The truth is quite different. The majority of adults don’t have one career in their life. While your career path tremendously impacts your life – work-life balance, financial stability, and professional development – no decision is irrevocable.

And, with proper research, there’s a great chance you’ll make a fantastic career choice.

Why Is It Important to Choose a Career?

A career is a long-term commitment to an occupation. You can have multiple jobs in diverse companies while following the same career path.

Choosing a career that’s right for you can bring personal satisfaction, skills development, networking opportunities, financial security, and a sense of purpose and direction.

How to Choose Your Career Path at Any Age

There are several misconceptions about finding a career that most people face at some point in their lives.

So before we dive into how to find your career path, it’s important to clarify that:

• Choosing a career is no cakewalk. It requires self-awareness, an understanding of the current job market, and continuous effort to keep your profile desirable.
• No decision is irreversible – you can start in one field and later decide to switch careers. An Indeed report from 2019 demonstrated that dramatic career change is more common than you may think.
• Out of the 662 US-based workers they surveyed, 49% had undertaken a new career at some point in their lives. What is the average age when people decide to change professions? It’s 39. So, how to choose a career is equally relevant to fresh and seasoned workers. There’s no ‘right’ age to make the move.

Now that we have the fear of the career choice out of the way, let’s see how to approach it in five steps.

1. Start With a Self-Assessment

Finding a career starts with understanding what activities energise you, whether you prefer solo or teamwork, how you respond to stress or conflict, and your values, goals, and skills.

One of the most acclaimed ways to self-discovery is journaling – it helps you structure your thoughts, and having them in writing means they’re easy to reference. Use lists with personality questions as journaling prompts to dig deeper and improve your self-understanding.

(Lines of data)
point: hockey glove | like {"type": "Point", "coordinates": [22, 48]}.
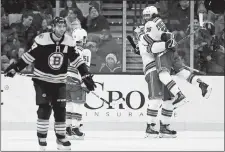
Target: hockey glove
{"type": "Point", "coordinates": [170, 44]}
{"type": "Point", "coordinates": [137, 51]}
{"type": "Point", "coordinates": [167, 36]}
{"type": "Point", "coordinates": [10, 70]}
{"type": "Point", "coordinates": [88, 81]}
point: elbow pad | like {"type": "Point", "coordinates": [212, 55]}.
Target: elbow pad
{"type": "Point", "coordinates": [167, 36]}
{"type": "Point", "coordinates": [83, 69]}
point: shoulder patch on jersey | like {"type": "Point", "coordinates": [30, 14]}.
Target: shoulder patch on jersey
{"type": "Point", "coordinates": [155, 19]}
{"type": "Point", "coordinates": [34, 46]}
{"type": "Point", "coordinates": [79, 48]}
{"type": "Point", "coordinates": [43, 39]}
{"type": "Point", "coordinates": [68, 40]}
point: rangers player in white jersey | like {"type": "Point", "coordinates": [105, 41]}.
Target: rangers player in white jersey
{"type": "Point", "coordinates": [156, 40]}
{"type": "Point", "coordinates": [158, 93]}
{"type": "Point", "coordinates": [76, 90]}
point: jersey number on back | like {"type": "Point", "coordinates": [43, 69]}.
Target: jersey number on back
{"type": "Point", "coordinates": [55, 59]}
{"type": "Point", "coordinates": [86, 59]}
{"type": "Point", "coordinates": [161, 26]}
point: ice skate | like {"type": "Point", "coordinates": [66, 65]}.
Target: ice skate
{"type": "Point", "coordinates": [77, 134]}
{"type": "Point", "coordinates": [180, 100]}
{"type": "Point", "coordinates": [166, 132]}
{"type": "Point", "coordinates": [69, 132]}
{"type": "Point", "coordinates": [151, 131]}
{"type": "Point", "coordinates": [63, 144]}
{"type": "Point", "coordinates": [42, 144]}
{"type": "Point", "coordinates": [206, 89]}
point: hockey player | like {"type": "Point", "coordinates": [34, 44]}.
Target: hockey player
{"type": "Point", "coordinates": [157, 39]}
{"type": "Point", "coordinates": [76, 94]}
{"type": "Point", "coordinates": [50, 54]}
{"type": "Point", "coordinates": [158, 93]}
{"type": "Point", "coordinates": [162, 44]}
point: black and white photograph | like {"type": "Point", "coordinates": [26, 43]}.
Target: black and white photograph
{"type": "Point", "coordinates": [112, 75]}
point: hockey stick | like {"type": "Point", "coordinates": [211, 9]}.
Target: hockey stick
{"type": "Point", "coordinates": [70, 83]}
{"type": "Point", "coordinates": [195, 70]}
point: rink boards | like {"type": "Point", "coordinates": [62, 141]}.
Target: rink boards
{"type": "Point", "coordinates": [19, 107]}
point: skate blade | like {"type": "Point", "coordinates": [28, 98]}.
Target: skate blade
{"type": "Point", "coordinates": [74, 137]}
{"type": "Point", "coordinates": [151, 135]}
{"type": "Point", "coordinates": [161, 135]}
{"type": "Point", "coordinates": [181, 103]}
{"type": "Point", "coordinates": [42, 148]}
{"type": "Point", "coordinates": [207, 95]}
{"type": "Point", "coordinates": [61, 147]}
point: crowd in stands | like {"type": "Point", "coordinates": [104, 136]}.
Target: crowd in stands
{"type": "Point", "coordinates": [208, 42]}
{"type": "Point", "coordinates": [18, 36]}
{"type": "Point", "coordinates": [20, 24]}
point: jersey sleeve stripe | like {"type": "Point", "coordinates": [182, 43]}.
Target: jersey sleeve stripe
{"type": "Point", "coordinates": [150, 42]}
{"type": "Point", "coordinates": [30, 56]}
{"type": "Point", "coordinates": [149, 66]}
{"type": "Point", "coordinates": [156, 19]}
{"type": "Point", "coordinates": [77, 62]}
{"type": "Point", "coordinates": [27, 59]}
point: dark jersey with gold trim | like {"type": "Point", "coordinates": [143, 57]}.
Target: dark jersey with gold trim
{"type": "Point", "coordinates": [51, 59]}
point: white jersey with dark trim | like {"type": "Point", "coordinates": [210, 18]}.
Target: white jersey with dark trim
{"type": "Point", "coordinates": [152, 33]}
{"type": "Point", "coordinates": [148, 59]}
{"type": "Point", "coordinates": [51, 58]}
{"type": "Point", "coordinates": [86, 55]}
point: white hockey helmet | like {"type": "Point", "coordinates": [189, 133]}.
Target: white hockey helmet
{"type": "Point", "coordinates": [79, 36]}
{"type": "Point", "coordinates": [148, 12]}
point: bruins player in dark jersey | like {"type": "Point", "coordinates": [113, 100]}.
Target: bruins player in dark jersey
{"type": "Point", "coordinates": [51, 54]}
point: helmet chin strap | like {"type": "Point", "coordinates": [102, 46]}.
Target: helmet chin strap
{"type": "Point", "coordinates": [59, 37]}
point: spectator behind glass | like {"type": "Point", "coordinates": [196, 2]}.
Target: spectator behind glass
{"type": "Point", "coordinates": [26, 33]}
{"type": "Point", "coordinates": [40, 9]}
{"type": "Point", "coordinates": [45, 27]}
{"type": "Point", "coordinates": [13, 6]}
{"type": "Point", "coordinates": [70, 5]}
{"type": "Point", "coordinates": [96, 61]}
{"type": "Point", "coordinates": [180, 18]}
{"type": "Point", "coordinates": [94, 21]}
{"type": "Point", "coordinates": [216, 12]}
{"type": "Point", "coordinates": [110, 65]}
{"type": "Point", "coordinates": [109, 45]}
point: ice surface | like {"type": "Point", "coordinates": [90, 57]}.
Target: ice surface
{"type": "Point", "coordinates": [118, 140]}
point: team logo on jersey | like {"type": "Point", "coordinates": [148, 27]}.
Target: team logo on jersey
{"type": "Point", "coordinates": [55, 60]}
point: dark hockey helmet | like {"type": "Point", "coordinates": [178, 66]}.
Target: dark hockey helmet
{"type": "Point", "coordinates": [58, 20]}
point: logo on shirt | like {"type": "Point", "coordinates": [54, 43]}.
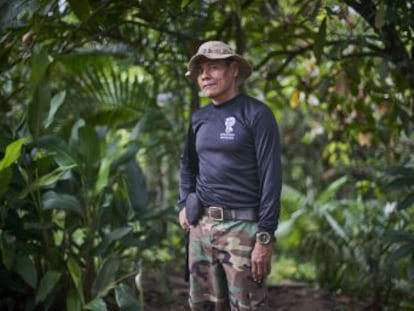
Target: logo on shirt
{"type": "Point", "coordinates": [228, 131]}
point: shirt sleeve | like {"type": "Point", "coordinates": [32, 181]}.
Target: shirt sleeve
{"type": "Point", "coordinates": [188, 168]}
{"type": "Point", "coordinates": [268, 154]}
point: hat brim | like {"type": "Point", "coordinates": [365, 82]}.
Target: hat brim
{"type": "Point", "coordinates": [245, 70]}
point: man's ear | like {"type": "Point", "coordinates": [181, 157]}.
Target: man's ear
{"type": "Point", "coordinates": [234, 65]}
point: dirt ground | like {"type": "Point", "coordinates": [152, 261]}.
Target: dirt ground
{"type": "Point", "coordinates": [284, 297]}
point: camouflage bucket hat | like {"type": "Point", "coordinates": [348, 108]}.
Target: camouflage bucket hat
{"type": "Point", "coordinates": [218, 50]}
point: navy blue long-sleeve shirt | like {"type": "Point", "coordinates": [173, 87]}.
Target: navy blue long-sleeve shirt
{"type": "Point", "coordinates": [232, 159]}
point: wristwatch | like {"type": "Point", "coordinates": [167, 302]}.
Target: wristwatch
{"type": "Point", "coordinates": [263, 238]}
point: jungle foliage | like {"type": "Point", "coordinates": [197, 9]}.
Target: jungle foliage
{"type": "Point", "coordinates": [95, 105]}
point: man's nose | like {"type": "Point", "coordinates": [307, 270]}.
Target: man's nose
{"type": "Point", "coordinates": [204, 74]}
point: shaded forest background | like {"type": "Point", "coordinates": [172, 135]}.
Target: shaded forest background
{"type": "Point", "coordinates": [94, 110]}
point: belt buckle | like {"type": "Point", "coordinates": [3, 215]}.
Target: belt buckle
{"type": "Point", "coordinates": [212, 210]}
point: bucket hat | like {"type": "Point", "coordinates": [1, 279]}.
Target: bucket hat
{"type": "Point", "coordinates": [218, 50]}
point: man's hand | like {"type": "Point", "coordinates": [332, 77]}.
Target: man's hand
{"type": "Point", "coordinates": [261, 261]}
{"type": "Point", "coordinates": [182, 217]}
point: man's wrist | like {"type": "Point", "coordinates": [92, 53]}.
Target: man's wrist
{"type": "Point", "coordinates": [264, 238]}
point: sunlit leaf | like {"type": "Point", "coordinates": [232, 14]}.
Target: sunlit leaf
{"type": "Point", "coordinates": [73, 303]}
{"type": "Point", "coordinates": [81, 8]}
{"type": "Point", "coordinates": [97, 304]}
{"type": "Point", "coordinates": [25, 267]}
{"type": "Point", "coordinates": [124, 300]}
{"type": "Point", "coordinates": [64, 155]}
{"type": "Point", "coordinates": [106, 276]}
{"type": "Point", "coordinates": [380, 16]}
{"type": "Point", "coordinates": [294, 99]}
{"type": "Point", "coordinates": [13, 151]}
{"type": "Point", "coordinates": [56, 103]}
{"type": "Point", "coordinates": [53, 200]}
{"type": "Point", "coordinates": [320, 41]}
{"type": "Point", "coordinates": [47, 284]}
{"type": "Point", "coordinates": [77, 277]}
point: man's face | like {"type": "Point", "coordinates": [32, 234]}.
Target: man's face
{"type": "Point", "coordinates": [217, 79]}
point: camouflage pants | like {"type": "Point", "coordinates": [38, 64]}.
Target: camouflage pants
{"type": "Point", "coordinates": [220, 268]}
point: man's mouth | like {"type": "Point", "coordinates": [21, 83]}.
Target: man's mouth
{"type": "Point", "coordinates": [207, 86]}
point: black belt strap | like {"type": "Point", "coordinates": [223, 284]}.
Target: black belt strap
{"type": "Point", "coordinates": [221, 214]}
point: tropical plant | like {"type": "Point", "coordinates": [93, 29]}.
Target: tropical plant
{"type": "Point", "coordinates": [72, 191]}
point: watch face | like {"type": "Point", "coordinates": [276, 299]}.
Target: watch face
{"type": "Point", "coordinates": [263, 238]}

Given exercise ::
Reproduce the passage on choosing a career path word for word, in its entirety.

Final result ::
The truth is quite different. The majority of adults don’t have one career in their life. While your career path tremendously impacts your life – work-life balance, financial stability, and professional development – no decision is irrevocable.

And, with proper research, there’s a great chance you’ll make a fantastic career choice.

Why Is It Important to Choose a Career?

A career is a long-term commitment to an occupation. You can have multiple jobs in diverse companies while following the same career path.

Choosing a career that’s right for you can bring personal satisfaction, skills development, networking opportunities, financial security, and a sense of purpose and direction.

How to Choose Your Career Path at Any Age

There are several misconceptions about finding a career that most people face at some point in their lives.

So before we dive into how to find your career path, it’s important to clarify that:

• Choosing a career is no cakewalk. It requires self-awareness, an understanding of the current job market, and continuous effort to keep your profile desirable.
• No decision is irreversible – you can start in one field and later decide to switch careers. An Indeed report from 2019 demonstrated that dramatic career change is more common than you may think.
• Out of the 662 US-based workers they surveyed, 49% had undertaken a new career at some point in their lives. What is the average age when people decide to change professions? It’s 39. So, how to choose a career is equally relevant to fresh and seasoned workers. There’s no ‘right’ age to make the move.

Now that we have the fear of the career choice out of the way, let’s see how to approach it in five steps.

1. Start With a Self-Assessment

Finding a career starts with understanding what activities energise you, whether you prefer solo or teamwork, how you respond to stress or conflict, and your values, goals, and skills.

One of the most acclaimed ways to self-discovery is journaling – it helps you structure your thoughts, and having them in writing means they’re easy to reference. Use lists with personality questions as journaling prompts to dig deeper and improve your self-understanding.